WORK INSTRUCTION A => Decide whether each statement agrees with the article below on attractive analysts and stock calls. Answer yes or no for each, and quote the deciding words. (i) The forecasts studied were made between 2005 and 2014. (ii) Institutional investors dominate China's stock market. (iii) The analysts in the sample came from 102 brokerages.
WORK INSTRUCTION B => According to the article below on attractive analysts and stock calls, how many Chinese analysts made the forecasts in the study's sample?

EXCERPTED PASSAGE =>
How Attractive Analysts Make Better Stock Calls

Chinese executives appear to show favor in providing information

By Prof. George Yang

It is commonly thought that physically attractive people always get the best deals in life — better job opportunities, higher earnings, more chances for career success, not to mention connections in high places and an amazing social life. Like it or not, research in sociology and psychology has shown a correlation between an attractive appearance and better treatment both in the workplace and in social settings.

The financial markets of China, perhaps surprisingly, operate under a similar dynamic, with the attractiveness of financial analysts positively associated with the accuracy of their earnings forecasts and the value of their stock recommendations.

In capital markets, sell-side financial analysts employed by broker-dealers and investment banks often play an important role in disseminating information on particular securities or stocks. They give investors information to judge whether certain financial products are worth investing in.

In China, the influence of financial analysts on the stock market is higher than average. This is because the market is dominated by retail investors, who are more likely to be influenced by apparent “expert opinions” than institutional investors.

Analysts seek out information from various sources, including members of company management, with whom they often establish private communications. Such direct communications can turn out to be more useful to earnings forecasts and stock recommendations than companies’ public disclosures or the analysts’ own primary research, such as corporate site visits or analysis of fundamental operations. Previous studies in China and Western countries have found that analysts issuing optimistic or pessimistic forecasts to cater to the interests of certain executives enjoy an information advantage and exhibit superior forecast performance.

Three colleagues and I recently looked at a sample of 89,056 earnings forecasts made in 2005-2014 by 2,328 Chinese analysts to consider how their physical attractiveness might relate to their success in acquiring accurate information and making better financial forecasts. The analysts came from 102 brokerages, including the largest ones in China.

INFORMATION =>
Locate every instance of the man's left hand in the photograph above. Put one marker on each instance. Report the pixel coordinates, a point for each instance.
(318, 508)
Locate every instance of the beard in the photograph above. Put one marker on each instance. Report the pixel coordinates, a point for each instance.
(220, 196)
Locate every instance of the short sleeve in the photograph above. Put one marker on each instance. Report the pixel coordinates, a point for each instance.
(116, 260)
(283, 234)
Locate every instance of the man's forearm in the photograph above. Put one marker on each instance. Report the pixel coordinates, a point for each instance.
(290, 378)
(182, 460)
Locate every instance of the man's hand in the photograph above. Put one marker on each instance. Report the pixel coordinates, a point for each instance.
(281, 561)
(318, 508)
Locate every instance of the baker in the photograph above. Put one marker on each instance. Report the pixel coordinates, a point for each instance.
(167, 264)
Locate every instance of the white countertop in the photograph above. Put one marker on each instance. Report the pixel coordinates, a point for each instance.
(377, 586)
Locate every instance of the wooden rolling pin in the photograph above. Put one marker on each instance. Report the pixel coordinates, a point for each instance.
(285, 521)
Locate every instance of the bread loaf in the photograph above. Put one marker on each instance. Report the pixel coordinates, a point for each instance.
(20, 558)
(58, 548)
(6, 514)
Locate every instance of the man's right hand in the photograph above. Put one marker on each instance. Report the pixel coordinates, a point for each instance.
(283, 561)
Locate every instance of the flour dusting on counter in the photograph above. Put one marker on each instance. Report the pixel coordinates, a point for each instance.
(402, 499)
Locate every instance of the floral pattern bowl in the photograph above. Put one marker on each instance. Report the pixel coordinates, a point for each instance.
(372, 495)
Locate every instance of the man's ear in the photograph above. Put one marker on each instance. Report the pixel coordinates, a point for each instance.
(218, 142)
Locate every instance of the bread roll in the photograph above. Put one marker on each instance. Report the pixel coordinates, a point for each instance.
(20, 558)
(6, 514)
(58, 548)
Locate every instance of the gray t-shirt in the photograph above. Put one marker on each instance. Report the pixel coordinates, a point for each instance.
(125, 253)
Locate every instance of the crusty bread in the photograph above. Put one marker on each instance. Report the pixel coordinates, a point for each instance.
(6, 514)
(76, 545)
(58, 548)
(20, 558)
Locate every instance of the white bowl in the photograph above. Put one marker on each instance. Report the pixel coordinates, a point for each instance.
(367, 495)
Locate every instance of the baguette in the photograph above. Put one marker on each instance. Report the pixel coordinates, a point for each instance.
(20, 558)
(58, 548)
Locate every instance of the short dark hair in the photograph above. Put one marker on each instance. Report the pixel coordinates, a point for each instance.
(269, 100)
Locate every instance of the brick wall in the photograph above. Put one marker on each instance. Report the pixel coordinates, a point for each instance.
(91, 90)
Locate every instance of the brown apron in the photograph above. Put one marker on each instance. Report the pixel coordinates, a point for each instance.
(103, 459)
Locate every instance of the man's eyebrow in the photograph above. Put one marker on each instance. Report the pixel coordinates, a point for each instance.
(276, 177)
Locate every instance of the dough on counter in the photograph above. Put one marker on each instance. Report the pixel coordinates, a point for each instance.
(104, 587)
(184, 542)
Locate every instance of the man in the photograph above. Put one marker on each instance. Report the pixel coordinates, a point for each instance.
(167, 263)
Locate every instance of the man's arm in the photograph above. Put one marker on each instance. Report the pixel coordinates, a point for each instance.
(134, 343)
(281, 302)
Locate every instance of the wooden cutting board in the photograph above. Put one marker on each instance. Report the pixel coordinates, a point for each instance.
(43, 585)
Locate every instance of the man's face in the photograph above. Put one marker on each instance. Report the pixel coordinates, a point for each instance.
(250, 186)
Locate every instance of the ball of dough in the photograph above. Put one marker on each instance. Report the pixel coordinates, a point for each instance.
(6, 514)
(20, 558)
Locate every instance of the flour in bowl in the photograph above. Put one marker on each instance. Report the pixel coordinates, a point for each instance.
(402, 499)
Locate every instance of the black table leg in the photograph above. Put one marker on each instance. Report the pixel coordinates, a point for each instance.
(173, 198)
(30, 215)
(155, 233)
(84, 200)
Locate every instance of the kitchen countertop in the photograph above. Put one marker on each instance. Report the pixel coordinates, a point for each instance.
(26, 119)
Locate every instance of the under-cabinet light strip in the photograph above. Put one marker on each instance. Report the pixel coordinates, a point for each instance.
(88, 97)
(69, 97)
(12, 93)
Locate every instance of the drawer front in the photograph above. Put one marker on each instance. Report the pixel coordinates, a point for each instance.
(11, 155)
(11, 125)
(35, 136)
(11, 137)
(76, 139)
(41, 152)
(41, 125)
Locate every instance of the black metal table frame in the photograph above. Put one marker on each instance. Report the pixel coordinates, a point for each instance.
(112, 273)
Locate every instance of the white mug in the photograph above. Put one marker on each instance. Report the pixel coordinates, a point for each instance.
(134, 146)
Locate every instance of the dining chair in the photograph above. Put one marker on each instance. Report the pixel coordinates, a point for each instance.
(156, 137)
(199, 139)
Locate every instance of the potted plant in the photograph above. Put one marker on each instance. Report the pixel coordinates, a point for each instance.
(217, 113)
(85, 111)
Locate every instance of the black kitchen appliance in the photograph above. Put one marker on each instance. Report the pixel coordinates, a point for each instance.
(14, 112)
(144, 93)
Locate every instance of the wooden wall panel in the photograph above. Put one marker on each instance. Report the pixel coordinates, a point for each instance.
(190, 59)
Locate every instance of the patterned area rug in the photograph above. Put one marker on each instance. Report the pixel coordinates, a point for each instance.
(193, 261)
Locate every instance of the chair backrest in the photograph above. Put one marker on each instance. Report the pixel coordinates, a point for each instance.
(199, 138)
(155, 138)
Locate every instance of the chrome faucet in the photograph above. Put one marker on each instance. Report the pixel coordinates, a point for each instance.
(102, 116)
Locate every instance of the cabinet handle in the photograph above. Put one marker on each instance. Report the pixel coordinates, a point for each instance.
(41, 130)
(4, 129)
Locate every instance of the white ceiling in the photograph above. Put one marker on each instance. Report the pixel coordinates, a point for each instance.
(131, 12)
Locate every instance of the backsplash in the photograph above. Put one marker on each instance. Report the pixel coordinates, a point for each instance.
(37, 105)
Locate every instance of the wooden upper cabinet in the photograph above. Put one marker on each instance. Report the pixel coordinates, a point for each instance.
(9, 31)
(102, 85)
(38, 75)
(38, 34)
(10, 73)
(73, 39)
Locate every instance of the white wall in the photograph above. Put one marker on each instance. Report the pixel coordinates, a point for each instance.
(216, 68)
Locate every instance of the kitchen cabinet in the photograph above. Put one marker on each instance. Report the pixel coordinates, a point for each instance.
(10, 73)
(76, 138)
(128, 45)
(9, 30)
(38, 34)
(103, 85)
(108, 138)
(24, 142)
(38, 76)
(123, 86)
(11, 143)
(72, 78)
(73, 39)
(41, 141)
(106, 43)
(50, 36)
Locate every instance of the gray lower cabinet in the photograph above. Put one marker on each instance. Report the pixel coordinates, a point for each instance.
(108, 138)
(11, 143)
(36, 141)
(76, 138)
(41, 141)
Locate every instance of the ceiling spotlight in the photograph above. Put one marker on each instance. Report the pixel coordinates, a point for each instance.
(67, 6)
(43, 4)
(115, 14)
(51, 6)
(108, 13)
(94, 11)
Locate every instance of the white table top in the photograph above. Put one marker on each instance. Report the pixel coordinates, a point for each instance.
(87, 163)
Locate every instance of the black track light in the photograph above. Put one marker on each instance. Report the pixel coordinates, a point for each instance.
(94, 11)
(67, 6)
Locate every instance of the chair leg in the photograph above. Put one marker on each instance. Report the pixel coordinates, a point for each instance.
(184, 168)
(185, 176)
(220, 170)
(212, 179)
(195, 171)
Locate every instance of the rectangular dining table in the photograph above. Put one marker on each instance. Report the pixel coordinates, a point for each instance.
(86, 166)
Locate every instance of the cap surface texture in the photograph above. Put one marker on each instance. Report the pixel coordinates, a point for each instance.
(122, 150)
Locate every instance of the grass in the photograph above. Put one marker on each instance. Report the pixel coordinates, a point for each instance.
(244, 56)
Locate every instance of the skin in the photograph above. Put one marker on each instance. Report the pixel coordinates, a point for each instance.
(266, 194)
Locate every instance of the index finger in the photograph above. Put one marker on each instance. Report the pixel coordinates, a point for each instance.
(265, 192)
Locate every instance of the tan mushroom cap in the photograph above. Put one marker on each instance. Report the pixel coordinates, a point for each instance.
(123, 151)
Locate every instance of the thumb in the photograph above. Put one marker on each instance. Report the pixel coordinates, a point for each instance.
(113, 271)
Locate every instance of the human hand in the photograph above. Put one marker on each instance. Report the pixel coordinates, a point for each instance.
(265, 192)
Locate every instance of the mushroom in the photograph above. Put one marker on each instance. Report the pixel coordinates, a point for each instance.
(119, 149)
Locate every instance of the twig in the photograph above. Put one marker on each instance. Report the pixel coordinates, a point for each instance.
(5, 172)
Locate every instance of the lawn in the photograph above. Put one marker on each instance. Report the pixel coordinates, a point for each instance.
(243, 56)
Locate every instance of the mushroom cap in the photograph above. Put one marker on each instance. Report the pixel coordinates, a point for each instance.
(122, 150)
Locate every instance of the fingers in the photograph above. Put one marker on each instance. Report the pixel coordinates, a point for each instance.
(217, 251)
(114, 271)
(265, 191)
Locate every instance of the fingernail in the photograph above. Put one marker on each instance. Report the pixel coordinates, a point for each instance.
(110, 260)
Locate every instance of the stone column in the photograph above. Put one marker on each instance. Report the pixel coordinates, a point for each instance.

EXERCISE RESPONSE A =>
(i) Yes: "89,056 earnings forecasts made in 2005-2014"
(ii) No: "the market is dominated by retail investors"
(iii) Yes: "The analysts came from 102 brokerages"

EXERCISE RESPONSE B => 2,328 Chinese analysts.